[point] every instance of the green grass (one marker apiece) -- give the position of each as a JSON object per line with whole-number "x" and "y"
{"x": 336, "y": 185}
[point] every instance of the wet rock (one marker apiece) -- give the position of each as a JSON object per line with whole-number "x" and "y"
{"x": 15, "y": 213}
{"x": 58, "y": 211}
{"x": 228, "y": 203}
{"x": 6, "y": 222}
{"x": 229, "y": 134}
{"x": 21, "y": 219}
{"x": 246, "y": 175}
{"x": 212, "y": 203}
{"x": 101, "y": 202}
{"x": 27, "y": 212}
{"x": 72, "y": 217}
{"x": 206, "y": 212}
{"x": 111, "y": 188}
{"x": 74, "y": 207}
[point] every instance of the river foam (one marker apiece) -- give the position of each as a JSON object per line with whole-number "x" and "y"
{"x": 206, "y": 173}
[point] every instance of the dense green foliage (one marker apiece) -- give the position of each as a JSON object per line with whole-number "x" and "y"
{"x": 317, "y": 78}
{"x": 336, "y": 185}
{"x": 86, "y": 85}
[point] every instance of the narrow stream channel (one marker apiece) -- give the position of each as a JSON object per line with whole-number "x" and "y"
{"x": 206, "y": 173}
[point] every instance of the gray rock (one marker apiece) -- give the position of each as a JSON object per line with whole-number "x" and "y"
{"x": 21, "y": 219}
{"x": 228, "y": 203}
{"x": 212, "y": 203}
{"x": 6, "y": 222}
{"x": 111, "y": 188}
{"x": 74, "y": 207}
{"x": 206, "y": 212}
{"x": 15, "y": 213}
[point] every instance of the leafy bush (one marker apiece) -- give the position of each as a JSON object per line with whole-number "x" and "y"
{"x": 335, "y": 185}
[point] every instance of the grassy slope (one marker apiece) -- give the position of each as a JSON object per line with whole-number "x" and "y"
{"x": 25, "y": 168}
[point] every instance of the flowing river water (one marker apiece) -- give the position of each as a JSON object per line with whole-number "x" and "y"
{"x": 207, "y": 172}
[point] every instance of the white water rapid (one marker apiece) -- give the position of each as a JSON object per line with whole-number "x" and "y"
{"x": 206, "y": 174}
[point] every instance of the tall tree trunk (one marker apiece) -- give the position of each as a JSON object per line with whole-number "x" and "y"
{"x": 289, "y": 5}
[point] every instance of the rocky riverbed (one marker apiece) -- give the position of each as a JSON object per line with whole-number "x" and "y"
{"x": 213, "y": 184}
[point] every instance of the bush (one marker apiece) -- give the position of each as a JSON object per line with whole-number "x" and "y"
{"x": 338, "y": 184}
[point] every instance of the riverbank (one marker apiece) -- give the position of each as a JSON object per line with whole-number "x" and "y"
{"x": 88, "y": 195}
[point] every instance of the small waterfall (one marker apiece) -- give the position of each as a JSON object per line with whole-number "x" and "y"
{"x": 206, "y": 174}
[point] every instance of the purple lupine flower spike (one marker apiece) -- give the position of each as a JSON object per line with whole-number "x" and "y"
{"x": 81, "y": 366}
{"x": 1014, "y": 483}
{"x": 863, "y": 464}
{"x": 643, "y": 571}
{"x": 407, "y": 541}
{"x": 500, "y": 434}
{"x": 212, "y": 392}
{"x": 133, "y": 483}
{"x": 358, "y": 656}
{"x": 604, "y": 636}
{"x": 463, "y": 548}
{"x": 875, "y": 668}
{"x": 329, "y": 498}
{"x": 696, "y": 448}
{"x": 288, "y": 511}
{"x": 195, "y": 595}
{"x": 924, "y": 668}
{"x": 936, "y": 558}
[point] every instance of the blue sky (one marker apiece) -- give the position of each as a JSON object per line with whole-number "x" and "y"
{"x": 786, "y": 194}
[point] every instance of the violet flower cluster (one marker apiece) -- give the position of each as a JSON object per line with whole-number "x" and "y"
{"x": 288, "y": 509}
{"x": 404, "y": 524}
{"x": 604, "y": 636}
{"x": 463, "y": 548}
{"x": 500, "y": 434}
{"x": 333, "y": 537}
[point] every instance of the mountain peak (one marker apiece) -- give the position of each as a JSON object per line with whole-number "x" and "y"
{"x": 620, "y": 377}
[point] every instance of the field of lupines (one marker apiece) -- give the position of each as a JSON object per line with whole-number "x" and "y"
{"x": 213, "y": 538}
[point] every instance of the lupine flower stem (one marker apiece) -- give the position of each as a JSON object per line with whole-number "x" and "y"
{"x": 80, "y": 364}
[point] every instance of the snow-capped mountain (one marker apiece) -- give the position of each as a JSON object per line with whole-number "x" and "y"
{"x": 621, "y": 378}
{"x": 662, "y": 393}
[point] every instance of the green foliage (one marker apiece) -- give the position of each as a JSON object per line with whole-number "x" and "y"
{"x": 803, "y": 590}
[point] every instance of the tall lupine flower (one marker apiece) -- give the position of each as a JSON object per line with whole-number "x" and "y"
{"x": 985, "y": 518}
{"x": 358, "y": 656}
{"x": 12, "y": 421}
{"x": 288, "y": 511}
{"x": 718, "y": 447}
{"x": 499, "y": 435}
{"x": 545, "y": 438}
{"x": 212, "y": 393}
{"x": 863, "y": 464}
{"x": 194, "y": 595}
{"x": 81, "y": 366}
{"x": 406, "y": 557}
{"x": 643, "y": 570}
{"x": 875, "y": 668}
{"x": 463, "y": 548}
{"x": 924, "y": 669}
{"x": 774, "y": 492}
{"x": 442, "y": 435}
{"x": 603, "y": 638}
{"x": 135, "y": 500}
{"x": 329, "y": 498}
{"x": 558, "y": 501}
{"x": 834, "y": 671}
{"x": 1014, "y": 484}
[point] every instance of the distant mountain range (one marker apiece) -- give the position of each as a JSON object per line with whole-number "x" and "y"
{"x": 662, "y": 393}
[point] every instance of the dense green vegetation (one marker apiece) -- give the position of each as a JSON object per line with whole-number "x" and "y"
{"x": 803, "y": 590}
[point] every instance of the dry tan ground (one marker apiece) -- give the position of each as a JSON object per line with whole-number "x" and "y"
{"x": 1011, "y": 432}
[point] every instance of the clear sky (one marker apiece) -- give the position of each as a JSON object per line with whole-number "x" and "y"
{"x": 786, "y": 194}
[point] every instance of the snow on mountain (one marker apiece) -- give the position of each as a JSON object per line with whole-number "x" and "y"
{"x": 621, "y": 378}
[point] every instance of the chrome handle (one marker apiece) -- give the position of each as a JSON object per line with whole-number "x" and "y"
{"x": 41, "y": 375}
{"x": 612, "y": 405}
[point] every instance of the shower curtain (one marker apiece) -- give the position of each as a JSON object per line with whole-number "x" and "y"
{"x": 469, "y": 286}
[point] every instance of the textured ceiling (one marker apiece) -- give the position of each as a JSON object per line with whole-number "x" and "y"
----------------
What this task involves - Each line above must be retyped exactly in the response.

Response to the exercise -
[point] every instance of the green grass (one marker apiece) -- give the position of each as a JSON object per line with whole-number "x" and "y"
{"x": 336, "y": 185}
[point] every instance of the wet rock (one marker apiece) -- give the position of each as a JSON object per line with whole-number "x" and "y"
{"x": 15, "y": 213}
{"x": 58, "y": 211}
{"x": 228, "y": 203}
{"x": 6, "y": 222}
{"x": 229, "y": 134}
{"x": 21, "y": 219}
{"x": 246, "y": 175}
{"x": 212, "y": 203}
{"x": 101, "y": 202}
{"x": 27, "y": 212}
{"x": 72, "y": 217}
{"x": 206, "y": 212}
{"x": 111, "y": 188}
{"x": 74, "y": 207}
[point] every instance of the river foam (one marker apiece) -- give the position of each as a JSON object per line with whole-number "x" and "y"
{"x": 206, "y": 173}
[point] every instance of the dense green foliage (one marker apiece) -- give the position of each as a JSON object per line with whole-number "x" and "y"
{"x": 317, "y": 78}
{"x": 336, "y": 185}
{"x": 86, "y": 85}
[point] every instance of the narrow stream channel (one marker apiece) -- give the position of each as a JSON object per line with whole-number "x" and "y"
{"x": 206, "y": 173}
[point] every instance of the gray rock (one marker apiece) -- give the position of each as a JSON object per line with whole-number "x" and "y"
{"x": 21, "y": 219}
{"x": 228, "y": 203}
{"x": 212, "y": 203}
{"x": 6, "y": 222}
{"x": 111, "y": 188}
{"x": 74, "y": 207}
{"x": 206, "y": 212}
{"x": 15, "y": 213}
[point] every instance of the leafy bush (one marker apiece) -- give the position of each as a JSON object per line with whole-number "x" and "y"
{"x": 335, "y": 185}
[point] every instance of the grassy slope (one marker apiece) -- give the position of each as a JSON object per line with whole-number "x" and "y"
{"x": 25, "y": 168}
[point] every instance of the flowing river water (one marker apiece) -- give the position of each as a JSON object per line with whole-number "x" and "y"
{"x": 207, "y": 172}
[point] every instance of the white water rapid (one marker apiece) -- give the position of each as a JSON object per line with whole-number "x" and "y"
{"x": 206, "y": 174}
[point] every instance of the tall tree trunk (one marker apiece) -- give the position of each as a JSON object per line with whole-number "x" and "y"
{"x": 289, "y": 5}
[point] every instance of the rocky riverbed (one marker apiece) -- give the position of each as a JSON object per line with whole-number "x" and "y"
{"x": 213, "y": 184}
[point] every instance of the bush (one marker apiece) -- give the position of each as a JSON object per line with whole-number "x" and "y"
{"x": 338, "y": 184}
[point] every instance of the riverbank (one marker apiece) -- give the position of each as a JSON object per line with whole-number "x" and "y"
{"x": 88, "y": 195}
[point] every instance of the small waterfall (one marker apiece) -- give the position of each as a JSON object per line with whole-number "x" and "y"
{"x": 206, "y": 174}
[point] every instance of the purple lupine flower spike (one marker apiece) -- give the position of each as a JSON object per line with whole-number "x" and "y"
{"x": 81, "y": 366}
{"x": 1014, "y": 483}
{"x": 863, "y": 464}
{"x": 643, "y": 571}
{"x": 407, "y": 541}
{"x": 500, "y": 434}
{"x": 212, "y": 392}
{"x": 133, "y": 483}
{"x": 358, "y": 656}
{"x": 604, "y": 636}
{"x": 463, "y": 548}
{"x": 875, "y": 668}
{"x": 329, "y": 498}
{"x": 696, "y": 448}
{"x": 288, "y": 511}
{"x": 195, "y": 595}
{"x": 924, "y": 668}
{"x": 936, "y": 558}
[point] every instance of the blue sky (one marker apiece) -- give the position of each as a JSON object per line with whole-number "x" and "y"
{"x": 786, "y": 194}
[point] every instance of the violet flower cluster (one marker apiece) -- give the position of each as a JSON object per line with whole-number "x" and "y"
{"x": 288, "y": 509}
{"x": 404, "y": 524}
{"x": 604, "y": 636}
{"x": 463, "y": 548}
{"x": 500, "y": 434}
{"x": 333, "y": 537}
[point] every instance of the mountain peak (one marker apiece) -- give the position of each as a JSON object per line with whole-number "x" and "y"
{"x": 620, "y": 377}
[point] every instance of the field of lupines (one marker apiece) -- give the position of each as a JSON object per line with whole-number "x" and "y"
{"x": 213, "y": 538}
[point] every instance of the lupine flower stem (one marker apiece) -- give the position of each as a JSON object per line with whole-number "x" and "y"
{"x": 80, "y": 364}
[point] every instance of the snow-capped mountain (one marker apiece) -- give the position of each as a JSON object per line with whole-number "x" and "y"
{"x": 621, "y": 378}
{"x": 662, "y": 393}
[point] every instance of the green foliage (one marker apiece) -- give the position of each as a JSON object per line with whole-number "x" and "y"
{"x": 803, "y": 590}
[point] every instance of the tall lupine flower (one marker apiece) -- give the position of each as a JSON object per line with whole-number "x" and "y"
{"x": 985, "y": 518}
{"x": 358, "y": 656}
{"x": 12, "y": 421}
{"x": 288, "y": 511}
{"x": 718, "y": 447}
{"x": 499, "y": 435}
{"x": 545, "y": 438}
{"x": 212, "y": 393}
{"x": 863, "y": 464}
{"x": 194, "y": 595}
{"x": 81, "y": 366}
{"x": 406, "y": 557}
{"x": 643, "y": 570}
{"x": 875, "y": 668}
{"x": 463, "y": 548}
{"x": 924, "y": 669}
{"x": 774, "y": 492}
{"x": 442, "y": 435}
{"x": 603, "y": 638}
{"x": 135, "y": 500}
{"x": 329, "y": 498}
{"x": 558, "y": 501}
{"x": 834, "y": 671}
{"x": 1014, "y": 484}
[point] every instance of the distant mountain range (one marker apiece) -- give the position of each as a JSON object per line with whole-number "x" and "y"
{"x": 662, "y": 393}
[point] every instance of the dense green vegetation (one marker apiece) -- give the position of each as a JSON object per line with whole-number "x" and "y"
{"x": 803, "y": 590}
[point] every instance of the dry tan ground (one marker apiece) -- give the position of each as a JSON object per line with whole-number "x" and "y"
{"x": 1011, "y": 432}
[point] every instance of the clear sky (one marker apiece) -- give the position of each as a JSON object per line with whole-number "x" and "y"
{"x": 786, "y": 194}
[point] every instance of the snow on mountain (one marker apiece) -- give the position of each as a JSON object per line with whole-number "x" and "y"
{"x": 621, "y": 378}
[point] every instance of the chrome handle (one marker apiece) -- give the position of each as a JSON object per line with whole-number "x" and "y"
{"x": 41, "y": 375}
{"x": 612, "y": 405}
[point] every instance of the shower curtain (one marker apiece) -- give the position of each as a JSON object per line with whole-number "x" and "y"
{"x": 469, "y": 286}
[point] every instance of the textured ceiling (one marker apiece) -- give the position of each as a JSON object per line with whole-number "x" and "y"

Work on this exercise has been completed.